[Region pointing data]
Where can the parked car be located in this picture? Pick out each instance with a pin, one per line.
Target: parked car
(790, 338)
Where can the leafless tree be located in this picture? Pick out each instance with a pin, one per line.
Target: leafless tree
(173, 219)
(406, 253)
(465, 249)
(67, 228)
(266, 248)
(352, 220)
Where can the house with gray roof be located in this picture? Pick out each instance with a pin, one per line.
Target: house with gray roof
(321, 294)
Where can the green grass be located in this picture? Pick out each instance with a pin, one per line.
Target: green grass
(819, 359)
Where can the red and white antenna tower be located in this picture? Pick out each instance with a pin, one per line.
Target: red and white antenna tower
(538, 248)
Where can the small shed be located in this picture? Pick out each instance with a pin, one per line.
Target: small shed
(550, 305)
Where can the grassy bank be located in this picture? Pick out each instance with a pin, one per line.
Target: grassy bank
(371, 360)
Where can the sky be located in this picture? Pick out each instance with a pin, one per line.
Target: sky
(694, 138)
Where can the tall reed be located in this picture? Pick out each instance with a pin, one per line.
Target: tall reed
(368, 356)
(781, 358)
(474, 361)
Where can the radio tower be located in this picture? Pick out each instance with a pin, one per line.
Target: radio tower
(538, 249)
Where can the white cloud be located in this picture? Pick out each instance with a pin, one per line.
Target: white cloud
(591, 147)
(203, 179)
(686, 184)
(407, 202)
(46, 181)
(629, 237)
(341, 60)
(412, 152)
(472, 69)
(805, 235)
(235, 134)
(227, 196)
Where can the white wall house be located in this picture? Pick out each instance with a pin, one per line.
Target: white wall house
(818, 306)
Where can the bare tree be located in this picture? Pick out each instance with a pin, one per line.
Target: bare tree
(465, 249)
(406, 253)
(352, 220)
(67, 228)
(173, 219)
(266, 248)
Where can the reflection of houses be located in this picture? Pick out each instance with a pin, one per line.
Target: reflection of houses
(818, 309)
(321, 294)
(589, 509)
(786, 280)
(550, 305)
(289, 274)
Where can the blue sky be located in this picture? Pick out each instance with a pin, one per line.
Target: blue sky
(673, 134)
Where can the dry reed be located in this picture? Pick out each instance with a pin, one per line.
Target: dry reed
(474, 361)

_Exercise_
Without leaving anything out, quote all the data.

_Response box_
Where can the parked car be located in this picture? Pick out each instance with a pin, one per line.
Target: parked car
(790, 338)
Where can the leafless tree be located in this picture? Pick out each instance with a pin, one per line.
Target: leafless tree
(173, 219)
(406, 253)
(465, 249)
(67, 228)
(266, 248)
(352, 220)
Where can the house with gray roof be located in this picture? Pick out each instance with a pin, one per line.
Target: house with gray roof
(321, 294)
Where can the green grass be located in this picture? Pick out each instance with a pin, one per line.
Target: green grass
(819, 359)
Where can the red and white antenna tower be located in this picture? Pick out each instance with a pin, one per line.
Target: red and white antenna tower
(538, 248)
Where can the small shed be located in this picture? Pick out each instance with a pin, one per line.
Target: small shed
(550, 305)
Where can the grassy bank be located in this picture? Pick out each instance with a pin, one per line.
Target: grassy bank
(371, 360)
Where can the sky be located in this picture? Pick out each instance with a pin, one per line.
Target: sky
(694, 138)
Where can the tall reed be located in this picture? Pick out each instance with a pin, one per line.
Target: tall reed
(368, 356)
(781, 358)
(474, 361)
Where can the radio tower be located in this picture? Pick out each instance with a pin, one per line.
Target: radio tower
(538, 249)
Where can the white cloud be located in this picture? Pick out each instance with a pin, one per line.
Target: white cloud
(591, 147)
(203, 179)
(686, 184)
(407, 202)
(46, 181)
(629, 237)
(341, 60)
(412, 152)
(472, 69)
(805, 235)
(235, 134)
(227, 196)
Where can the white wall house be located in this picture? Pick out each instance with a pin, one per line.
Target: white wall house
(818, 306)
Where can the bare tree be located in this picture? Pick out each instance with a pin, one per line.
Target: bare tree
(465, 249)
(406, 253)
(352, 220)
(67, 228)
(173, 219)
(266, 248)
Where can the reflection of houses be located in this picture? Pick out each instance with a pin, one per line.
Target: reflection of houses
(818, 309)
(321, 294)
(589, 509)
(786, 280)
(550, 305)
(289, 274)
Where can the blue sky be located in this picture? Pick out each instance with a pin, one per line.
Target: blue sky
(673, 134)
Where can the dry reed be located in this picture? Pick out each instance with a pin, one per line.
Target: dry reed
(474, 361)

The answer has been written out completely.